_TASK DETAILS:_
Reproduce all of the lines below, swapping "Place a marker" for "Put a dot" everywhere it occurs and changing nothing else.

Dataset records on object locations:
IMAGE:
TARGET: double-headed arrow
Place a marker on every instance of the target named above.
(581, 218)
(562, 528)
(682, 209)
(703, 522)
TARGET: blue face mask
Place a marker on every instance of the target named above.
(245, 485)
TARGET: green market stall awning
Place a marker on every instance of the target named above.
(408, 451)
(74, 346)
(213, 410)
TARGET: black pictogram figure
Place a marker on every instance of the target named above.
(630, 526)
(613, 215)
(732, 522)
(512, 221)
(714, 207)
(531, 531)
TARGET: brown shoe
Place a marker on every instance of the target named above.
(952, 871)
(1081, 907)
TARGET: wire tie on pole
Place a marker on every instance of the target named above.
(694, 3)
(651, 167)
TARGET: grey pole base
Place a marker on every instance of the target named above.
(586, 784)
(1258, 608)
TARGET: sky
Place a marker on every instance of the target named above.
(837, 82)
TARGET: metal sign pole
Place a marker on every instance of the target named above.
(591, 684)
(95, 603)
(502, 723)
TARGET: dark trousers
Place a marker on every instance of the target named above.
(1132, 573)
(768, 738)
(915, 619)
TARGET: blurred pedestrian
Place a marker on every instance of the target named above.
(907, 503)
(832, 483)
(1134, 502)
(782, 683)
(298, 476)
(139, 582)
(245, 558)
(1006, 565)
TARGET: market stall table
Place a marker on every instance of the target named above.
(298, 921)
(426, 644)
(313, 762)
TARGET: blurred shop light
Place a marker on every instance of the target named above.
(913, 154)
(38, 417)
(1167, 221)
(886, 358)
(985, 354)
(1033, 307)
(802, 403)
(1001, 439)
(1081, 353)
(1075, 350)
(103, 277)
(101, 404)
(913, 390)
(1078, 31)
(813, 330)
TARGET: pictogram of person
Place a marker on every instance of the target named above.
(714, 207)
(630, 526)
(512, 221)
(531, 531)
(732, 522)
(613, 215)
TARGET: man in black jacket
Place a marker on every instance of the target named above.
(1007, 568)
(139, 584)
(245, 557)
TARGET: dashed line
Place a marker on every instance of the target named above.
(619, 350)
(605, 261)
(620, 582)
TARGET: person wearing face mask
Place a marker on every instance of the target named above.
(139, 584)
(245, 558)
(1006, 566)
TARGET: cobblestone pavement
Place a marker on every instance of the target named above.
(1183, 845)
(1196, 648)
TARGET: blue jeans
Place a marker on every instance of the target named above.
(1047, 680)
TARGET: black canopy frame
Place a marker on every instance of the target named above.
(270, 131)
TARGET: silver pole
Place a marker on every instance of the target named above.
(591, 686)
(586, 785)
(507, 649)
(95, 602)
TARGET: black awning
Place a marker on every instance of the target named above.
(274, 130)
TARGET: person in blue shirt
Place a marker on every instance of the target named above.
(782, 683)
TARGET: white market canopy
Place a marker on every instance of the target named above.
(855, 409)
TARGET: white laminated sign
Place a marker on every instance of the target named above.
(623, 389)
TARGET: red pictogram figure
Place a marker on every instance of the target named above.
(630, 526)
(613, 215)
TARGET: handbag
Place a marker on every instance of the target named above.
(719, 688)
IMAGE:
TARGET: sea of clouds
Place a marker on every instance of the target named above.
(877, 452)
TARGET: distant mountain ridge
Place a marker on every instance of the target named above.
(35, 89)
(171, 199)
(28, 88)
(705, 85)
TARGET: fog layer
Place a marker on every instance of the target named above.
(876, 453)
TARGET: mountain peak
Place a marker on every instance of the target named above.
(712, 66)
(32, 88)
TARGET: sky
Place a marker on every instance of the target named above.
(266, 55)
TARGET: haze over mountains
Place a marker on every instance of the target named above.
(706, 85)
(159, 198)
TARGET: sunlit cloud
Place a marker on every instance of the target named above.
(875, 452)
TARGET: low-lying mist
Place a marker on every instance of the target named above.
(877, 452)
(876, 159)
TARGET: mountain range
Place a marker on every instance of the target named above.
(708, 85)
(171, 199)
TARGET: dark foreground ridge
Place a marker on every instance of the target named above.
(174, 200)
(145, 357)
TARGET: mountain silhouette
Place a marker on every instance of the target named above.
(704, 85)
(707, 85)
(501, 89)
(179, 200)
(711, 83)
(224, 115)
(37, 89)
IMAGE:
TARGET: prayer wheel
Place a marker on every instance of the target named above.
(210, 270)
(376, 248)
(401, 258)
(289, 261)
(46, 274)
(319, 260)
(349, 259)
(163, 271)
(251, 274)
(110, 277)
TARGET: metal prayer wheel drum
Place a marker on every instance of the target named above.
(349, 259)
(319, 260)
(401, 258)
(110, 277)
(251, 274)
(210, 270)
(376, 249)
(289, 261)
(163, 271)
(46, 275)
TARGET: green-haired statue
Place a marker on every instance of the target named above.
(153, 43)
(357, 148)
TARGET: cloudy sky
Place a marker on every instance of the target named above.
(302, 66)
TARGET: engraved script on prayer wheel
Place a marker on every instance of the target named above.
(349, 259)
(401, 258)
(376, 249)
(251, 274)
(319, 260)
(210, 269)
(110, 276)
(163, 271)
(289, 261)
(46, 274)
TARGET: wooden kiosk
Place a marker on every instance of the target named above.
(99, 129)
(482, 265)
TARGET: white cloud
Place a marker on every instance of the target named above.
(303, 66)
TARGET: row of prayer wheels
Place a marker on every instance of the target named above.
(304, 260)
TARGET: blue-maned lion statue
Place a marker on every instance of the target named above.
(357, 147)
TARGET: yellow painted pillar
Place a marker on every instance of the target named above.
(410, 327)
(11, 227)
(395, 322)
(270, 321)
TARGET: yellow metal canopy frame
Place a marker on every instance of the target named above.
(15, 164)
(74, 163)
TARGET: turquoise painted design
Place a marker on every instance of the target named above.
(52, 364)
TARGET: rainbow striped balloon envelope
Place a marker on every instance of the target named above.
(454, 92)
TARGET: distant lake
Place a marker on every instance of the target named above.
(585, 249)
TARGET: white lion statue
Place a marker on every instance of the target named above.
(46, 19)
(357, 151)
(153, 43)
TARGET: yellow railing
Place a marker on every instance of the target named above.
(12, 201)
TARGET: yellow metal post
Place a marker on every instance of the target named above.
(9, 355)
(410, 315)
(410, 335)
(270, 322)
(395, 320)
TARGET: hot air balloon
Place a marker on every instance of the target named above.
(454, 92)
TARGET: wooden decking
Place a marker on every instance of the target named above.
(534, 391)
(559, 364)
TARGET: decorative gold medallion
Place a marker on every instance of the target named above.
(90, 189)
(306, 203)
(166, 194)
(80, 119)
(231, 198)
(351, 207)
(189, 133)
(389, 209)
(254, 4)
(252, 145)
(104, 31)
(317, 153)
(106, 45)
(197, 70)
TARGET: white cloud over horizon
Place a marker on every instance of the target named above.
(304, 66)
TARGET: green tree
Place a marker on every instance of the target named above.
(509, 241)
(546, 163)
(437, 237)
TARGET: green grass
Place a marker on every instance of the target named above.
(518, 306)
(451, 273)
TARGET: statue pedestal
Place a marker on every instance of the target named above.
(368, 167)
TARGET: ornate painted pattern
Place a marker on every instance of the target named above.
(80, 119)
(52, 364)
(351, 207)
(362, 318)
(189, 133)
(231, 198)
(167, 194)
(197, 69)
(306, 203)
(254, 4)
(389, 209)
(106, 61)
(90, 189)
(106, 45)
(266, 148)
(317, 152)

_ANSWER TO THIS TASK:_
IMAGE:
TARGET: double-headed arrow
Put a dot on every instance of the target named above.
(581, 218)
(562, 528)
(682, 209)
(703, 522)
TARGET: blue face mask
Put a dot on every instance of the target named above.
(245, 485)
TARGET: green market stall awning
Put a dot on every instance of the target named above.
(408, 451)
(74, 346)
(213, 410)
TARGET: black pictogram figure
Put a dot on every instance of the target named above.
(630, 526)
(613, 215)
(732, 522)
(512, 221)
(714, 207)
(531, 531)
TARGET: brown shoe
Put a dot on every instance of the target named above.
(952, 871)
(1081, 907)
TARGET: wire tie on pole
Put a dot on every instance of the target named above.
(694, 3)
(651, 167)
TARGET: grey pole base
Put a dot on every instance of the target named above.
(586, 784)
(1258, 608)
TARGET: sky
Put a dot on every instance of the target named above.
(837, 82)
TARGET: metal sign pole
Put a dot on every instance of the target named above.
(591, 684)
(95, 603)
(502, 723)
TARGET: dark trousers
Put a dot on every instance of the target named above.
(1132, 573)
(768, 738)
(915, 619)
TARGET: blurred pedestrian
Put a dot on every instance of the target named above.
(907, 503)
(832, 483)
(1134, 502)
(782, 683)
(298, 476)
(139, 582)
(245, 558)
(1006, 565)
TARGET: market stall table
Put a dot on every instance of the target named above.
(298, 921)
(426, 644)
(313, 762)
TARGET: blurred shop light
Put a dot on every instance of the target named above.
(913, 154)
(38, 417)
(1167, 221)
(886, 358)
(985, 354)
(1033, 307)
(802, 403)
(1001, 439)
(1081, 353)
(1075, 350)
(103, 277)
(101, 404)
(913, 390)
(1078, 31)
(813, 330)
TARGET: pictogram of person
Put a dot on every instance of the target named above.
(714, 207)
(630, 526)
(512, 221)
(531, 531)
(732, 522)
(613, 215)
TARGET: man in black jacket
Put a dot on every instance of the target named above.
(1007, 568)
(139, 584)
(245, 557)
TARGET: dashed line
Put a dot on every instance of the target named above.
(619, 350)
(605, 261)
(620, 582)
TARGET: person wearing face mask
Put a dot on every instance of the target named above.
(139, 584)
(245, 558)
(1006, 566)
TARGET: cobblestone pavement
Put a dot on every instance of the target named above.
(1183, 845)
(1196, 648)
TARGET: blue jeans
Put a dot on every instance of the target named above.
(1047, 680)
TARGET: black canopy frame
Put a dot on every instance of the target named above.
(270, 131)
TARGET: silver pole
Put a dot on every instance of the target named above.
(591, 686)
(586, 785)
(507, 649)
(95, 602)
TARGET: black awning
Put a dot on every instance of the target named above.
(274, 130)
TARGET: person in blue shirt
Put a dot on every instance of the target named above.
(782, 683)
TARGET: white market canopy
Put a dot on every instance of the target named above.
(855, 409)
TARGET: white laminated sign
Put a dot on every instance of the target named above.
(623, 389)
TARGET: red pictogram figure
Put a dot on every instance of the target named above.
(630, 526)
(613, 215)
TARGET: handbag
Put a dot on every instance of the target named above.
(719, 688)
IMAGE:
TARGET: sea of clouds
Put a dot on every instance of the target named above.
(877, 452)
TARGET: distant mountain ridge
Put a dot on every instance of the target named above.
(35, 89)
(171, 199)
(28, 88)
(705, 85)
TARGET: fog layer
Put a dot on every instance of the target named above.
(876, 453)
TARGET: mountain peak
Put a dot on every instance of the target named above.
(712, 66)
(32, 88)
TARGET: sky
Put a dot on every instance of the target named above.
(266, 55)
TARGET: haze over mountains
Put a dot on every instance of the target named above.
(706, 85)
(159, 198)
TARGET: sunlit cloud
Put a dot on every instance of the target named above.
(875, 452)
TARGET: low-lying mist
Put a dot on every instance of the target named above.
(877, 452)
(876, 159)
TARGET: mountain range
Put a dot on every instance of the target named above.
(708, 85)
(171, 199)
TARGET: dark foreground ridge
Put a dot on every instance of the target named above.
(174, 200)
(145, 357)
TARGET: mountain silhouette
Put a dot on every instance of the target named above.
(704, 85)
(707, 85)
(501, 89)
(179, 200)
(711, 83)
(224, 115)
(37, 89)
IMAGE:
TARGET: prayer wheel
Put a dot on every instance of the target named above.
(210, 270)
(376, 248)
(401, 258)
(289, 261)
(46, 274)
(319, 260)
(349, 259)
(163, 271)
(251, 274)
(110, 277)
TARGET: metal prayer wheel drum
Put a dot on every instance of the target named above.
(349, 259)
(319, 260)
(401, 258)
(110, 277)
(251, 274)
(210, 270)
(376, 249)
(289, 261)
(163, 271)
(46, 275)
TARGET: green-haired statue
Put a dot on every instance of the target named above.
(153, 43)
(357, 148)
TARGET: cloudy sky
Put a dot on every instance of the target named above.
(302, 66)
TARGET: engraved script on prayer wheel
Put a dot on every instance of the target named above.
(349, 259)
(401, 258)
(376, 249)
(251, 274)
(319, 260)
(210, 269)
(110, 276)
(163, 271)
(289, 261)
(46, 274)
TARGET: wooden kiosk
Put a dot on every instance of the target named above.
(99, 129)
(482, 265)
TARGET: white cloud
Put a dot on every instance of the target named above.
(303, 66)
TARGET: row of prayer wheels
Put a dot on every instance of the target named above.
(304, 260)
TARGET: blue-maned lion statue
Put a dot on every instance of the target named above.
(357, 147)
TARGET: yellow painted pillar
Put a dot on every instance of the target named above.
(410, 327)
(11, 227)
(395, 322)
(270, 321)
TARGET: yellow metal canopy frame
Put a dot on every instance of the target named above.
(15, 164)
(74, 163)
TARGET: turquoise painted design
Put a dot on every instance of the target named above.
(52, 364)
TARGET: rainbow striped balloon envelope
Put a dot on every instance of the target named above.
(454, 92)
TARGET: distant lake
Put a dot on every instance of the target named above.
(585, 249)
TARGET: white lion statue
Put a dot on every instance of the target named above.
(46, 19)
(357, 151)
(153, 43)
TARGET: yellow railing
Put a dot on every instance of the target named above.
(12, 201)
TARGET: yellow metal post
Put a dot on every instance of the target named above.
(9, 355)
(410, 315)
(410, 335)
(270, 322)
(395, 320)
TARGET: hot air balloon
Put a dot on every instance of the target named above.
(454, 92)
TARGET: wooden decking
Put a dot on every instance of the target named above.
(534, 391)
(559, 364)
TARGET: decorative gold medallion
Put a dot on every instance of the target named above.
(90, 189)
(306, 203)
(166, 194)
(80, 119)
(231, 198)
(351, 207)
(189, 133)
(389, 209)
(254, 4)
(252, 145)
(104, 31)
(317, 153)
(106, 45)
(197, 70)
TARGET: white cloud over horizon
Put a dot on every instance of the target named above.
(304, 66)
TARGET: green tree
Put a dot on every instance of the target named above.
(509, 241)
(546, 163)
(437, 237)
TARGET: green grass
Put a dot on every instance of the target named above.
(518, 306)
(451, 273)
TARGET: statue pedestal
Put a dot on every instance of the target named above.
(368, 167)
TARGET: ornate painted pattern
Put a dot on every instance of the target named above.
(80, 119)
(52, 364)
(351, 207)
(362, 318)
(189, 133)
(231, 198)
(167, 194)
(197, 69)
(306, 203)
(254, 4)
(389, 209)
(106, 61)
(90, 189)
(106, 45)
(266, 148)
(317, 152)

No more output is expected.